The listing, minus its pictures, is to be given again exactly.

*Records to use:*
######

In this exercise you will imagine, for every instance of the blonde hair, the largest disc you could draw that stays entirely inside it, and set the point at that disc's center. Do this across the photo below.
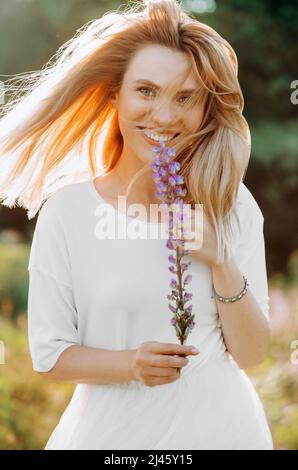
(57, 112)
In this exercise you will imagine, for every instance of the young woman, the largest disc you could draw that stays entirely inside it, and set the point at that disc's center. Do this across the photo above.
(97, 305)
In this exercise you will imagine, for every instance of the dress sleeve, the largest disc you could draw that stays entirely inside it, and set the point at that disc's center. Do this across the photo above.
(250, 254)
(52, 315)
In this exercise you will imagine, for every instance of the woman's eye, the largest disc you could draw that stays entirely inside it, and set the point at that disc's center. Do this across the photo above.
(184, 97)
(151, 89)
(146, 89)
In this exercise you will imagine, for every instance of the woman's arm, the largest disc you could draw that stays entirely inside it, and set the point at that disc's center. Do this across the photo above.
(80, 364)
(245, 329)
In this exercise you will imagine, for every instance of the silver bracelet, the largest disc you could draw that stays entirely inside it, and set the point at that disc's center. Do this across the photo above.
(232, 299)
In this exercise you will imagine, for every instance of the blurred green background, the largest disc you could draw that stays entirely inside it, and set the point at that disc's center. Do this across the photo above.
(264, 35)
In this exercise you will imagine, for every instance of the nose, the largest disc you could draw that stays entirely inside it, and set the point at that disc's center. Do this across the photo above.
(163, 115)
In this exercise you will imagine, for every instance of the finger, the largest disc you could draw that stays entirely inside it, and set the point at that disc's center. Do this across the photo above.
(167, 361)
(171, 348)
(160, 372)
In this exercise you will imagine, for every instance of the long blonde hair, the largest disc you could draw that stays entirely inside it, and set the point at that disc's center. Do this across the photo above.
(57, 112)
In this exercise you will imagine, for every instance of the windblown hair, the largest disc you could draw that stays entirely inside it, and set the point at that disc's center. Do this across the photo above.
(56, 116)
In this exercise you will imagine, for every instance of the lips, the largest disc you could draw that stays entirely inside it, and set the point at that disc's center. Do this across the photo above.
(155, 141)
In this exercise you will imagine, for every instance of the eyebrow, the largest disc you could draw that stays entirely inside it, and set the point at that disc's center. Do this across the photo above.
(148, 82)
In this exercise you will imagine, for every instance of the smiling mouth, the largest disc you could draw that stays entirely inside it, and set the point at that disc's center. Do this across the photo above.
(154, 140)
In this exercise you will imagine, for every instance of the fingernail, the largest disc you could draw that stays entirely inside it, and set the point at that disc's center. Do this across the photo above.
(195, 350)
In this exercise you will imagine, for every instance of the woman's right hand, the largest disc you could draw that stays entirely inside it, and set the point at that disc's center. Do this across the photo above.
(156, 363)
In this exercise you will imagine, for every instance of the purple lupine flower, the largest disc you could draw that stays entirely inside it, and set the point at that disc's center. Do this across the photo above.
(172, 259)
(170, 191)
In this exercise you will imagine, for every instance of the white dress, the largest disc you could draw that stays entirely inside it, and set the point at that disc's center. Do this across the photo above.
(112, 293)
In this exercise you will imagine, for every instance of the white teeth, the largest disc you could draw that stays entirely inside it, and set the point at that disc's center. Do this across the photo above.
(157, 137)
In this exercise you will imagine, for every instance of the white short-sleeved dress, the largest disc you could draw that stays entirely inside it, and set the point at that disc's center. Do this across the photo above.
(88, 290)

######

*Answer space:*
In this exercise you will imagine, for every instance of the blonde hair, the largest disc you could draw that stays entirely inside it, and set the point at that disc's center. Do this across the photo below.
(57, 112)
In this exercise you will imagine, for every instance of the young woman, the largest disc you could draw that stays entirely inside it, and set the point at that disc's center. Do this across the photo above.
(97, 305)
In this exercise you will imagine, for every instance of the dress sleeve, the largest disc you could draw that stays entirely inside it, and set the point at that disc's center. Do this across the photo above.
(250, 254)
(52, 315)
In this exercise you will imagine, for every instance of the woman's eye, the largest disc you could draw that stays entirely inside it, and set the point at that disc's center. Do this across the photo above.
(184, 97)
(151, 89)
(146, 89)
In this exercise you will imagine, for every instance of the woman's arm, the largest disc you could draw that stays entirely inside it, and set the point at that disc's center. Do this across the photo above.
(80, 364)
(245, 329)
In this exercise you will imagine, for every instance of the silver bracelet, the largest disc you could draw that stays entirely inside it, and set the point at that disc's center. Do this across the photo above.
(232, 299)
In this exercise you will imagine, for every instance of the blurred green background, the largest disc you could draw that stays entirely inside it, and set the point at that disc's center. Do this across the photo above.
(264, 35)
In this exercise you will imagine, for every instance of the nose, the largest disc you could draw that stays entirely inside it, and set the point at that disc's center. Do this across the photo above.
(163, 115)
In this exercise you will imagine, for every instance of the finger, the largest disc you could draw that stays entirely inside it, and set the point at that disc's center. Do this across the photo above.
(167, 361)
(171, 348)
(160, 372)
In this exercise you will imagine, for every instance of the long blonde hair, the largest disc you could draw that stays entirely inside it, and set the point at that disc's center. Do this across the photo above.
(57, 112)
In this exercise you will imagine, for every instance of the windblown hair, the largest disc you could draw that stays entirely inside it, and set the point at that disc's center. Do this across the photo above.
(56, 116)
In this exercise you will imagine, for every instance of the lips, the largest disc you could draw that stays entirely inside it, and set the point at that disc's center. Do this across the photo above.
(155, 141)
In this exercise you will imagine, for every instance of the eyebrow, the largest disc you could draw that stays entirely inside it, and set the point at that disc's center. Do this across the photo above.
(148, 82)
In this exercise you will imagine, for every instance of the smiling mouth, the largest disc you could draw that stays entirely inside it, and set the point at that disc's center. Do this across the photo above.
(154, 140)
In this exercise you will imagine, for every instance of the fingernail, the largest disc you could draw that stays entirely inside it, and set the point at that disc's center. Do this across the photo above.
(195, 350)
In this exercise you will imagine, for every instance of the woman's right hand, the largest disc you could draw that stays entirely inside it, and set the point at that disc's center. Do this across the photo above.
(156, 363)
In this exercise you will imagine, for every instance of the purple lupine flower, the largest disc you could draw that stays entirely inside it, and set the point at that disc's center. Do this across the photo above.
(172, 259)
(170, 191)
In this exercise you will imagine, for every instance of the white dress, the largest disc you could draw that stays entirely inside it, and set the point at that disc's center. Do this across the photo above.
(112, 293)
In this exercise you will imagine, for every instance of the white teeth, the largest disc you could draw that stays entirely inside it, and set the point at that disc's center. Do this across the photo above.
(157, 137)
In this exercise you will imagine, for every instance of the white short-sleeved dress, the largest disc you could draw that stays entirely inside it, and set the point at that disc's center. Do this across the photo above.
(88, 290)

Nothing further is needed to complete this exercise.